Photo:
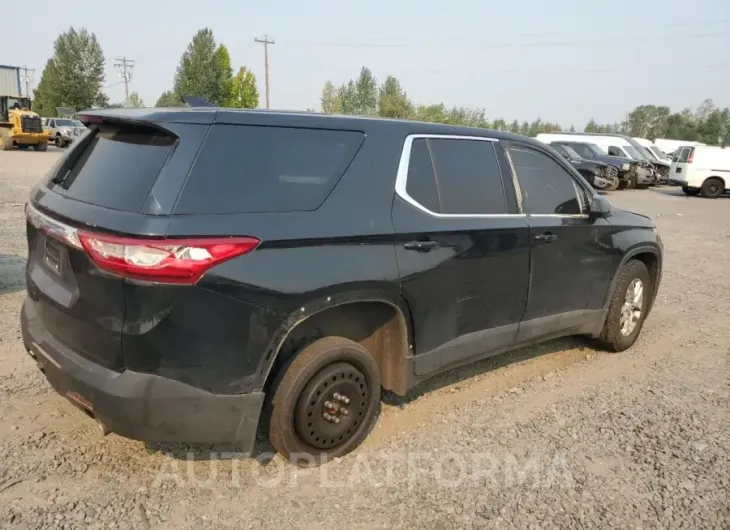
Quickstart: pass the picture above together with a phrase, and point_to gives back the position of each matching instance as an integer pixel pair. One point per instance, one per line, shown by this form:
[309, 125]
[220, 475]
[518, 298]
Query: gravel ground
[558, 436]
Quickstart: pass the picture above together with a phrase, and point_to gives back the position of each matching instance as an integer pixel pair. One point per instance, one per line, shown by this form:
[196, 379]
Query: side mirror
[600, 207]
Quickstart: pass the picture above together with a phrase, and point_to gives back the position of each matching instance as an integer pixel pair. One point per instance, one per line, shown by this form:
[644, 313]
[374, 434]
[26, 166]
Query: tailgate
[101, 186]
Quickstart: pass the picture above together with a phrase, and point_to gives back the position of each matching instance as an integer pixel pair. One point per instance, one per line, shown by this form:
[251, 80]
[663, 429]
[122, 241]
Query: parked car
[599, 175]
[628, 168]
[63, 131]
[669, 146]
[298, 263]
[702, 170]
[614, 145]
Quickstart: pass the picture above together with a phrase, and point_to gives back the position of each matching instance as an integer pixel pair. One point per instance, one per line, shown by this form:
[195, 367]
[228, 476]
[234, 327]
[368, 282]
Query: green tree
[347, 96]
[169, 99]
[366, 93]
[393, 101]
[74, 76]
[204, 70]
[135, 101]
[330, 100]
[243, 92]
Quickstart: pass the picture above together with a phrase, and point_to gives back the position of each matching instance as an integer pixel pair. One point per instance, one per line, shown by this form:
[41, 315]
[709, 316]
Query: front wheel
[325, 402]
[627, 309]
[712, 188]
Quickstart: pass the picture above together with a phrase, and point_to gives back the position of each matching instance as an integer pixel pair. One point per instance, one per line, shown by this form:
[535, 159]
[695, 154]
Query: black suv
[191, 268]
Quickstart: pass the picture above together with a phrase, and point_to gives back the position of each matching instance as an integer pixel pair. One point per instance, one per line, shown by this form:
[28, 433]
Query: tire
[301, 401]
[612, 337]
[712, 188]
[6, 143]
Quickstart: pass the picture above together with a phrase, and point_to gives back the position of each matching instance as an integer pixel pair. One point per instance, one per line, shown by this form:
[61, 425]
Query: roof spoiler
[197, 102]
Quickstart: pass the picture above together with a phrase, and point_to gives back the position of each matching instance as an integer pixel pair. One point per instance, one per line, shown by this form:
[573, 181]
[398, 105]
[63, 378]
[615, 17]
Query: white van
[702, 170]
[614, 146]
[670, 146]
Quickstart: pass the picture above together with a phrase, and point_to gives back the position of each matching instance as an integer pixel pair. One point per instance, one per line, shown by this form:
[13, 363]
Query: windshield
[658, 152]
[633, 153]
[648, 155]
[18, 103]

- Exercise: An exact copy is needed of the closing lines of the entries above, counting from the one that contains "Query: white van" and including it and the last.

- Finished exercise:
Query: white van
[702, 170]
[614, 146]
[670, 146]
Quickstart: pass the picture above together with a phrase, and point_to gives back the position of each matching instance as an integer pixel pair. One point per instance, one per line, shown by this form:
[13, 363]
Query: windshield
[658, 152]
[633, 153]
[648, 155]
[18, 103]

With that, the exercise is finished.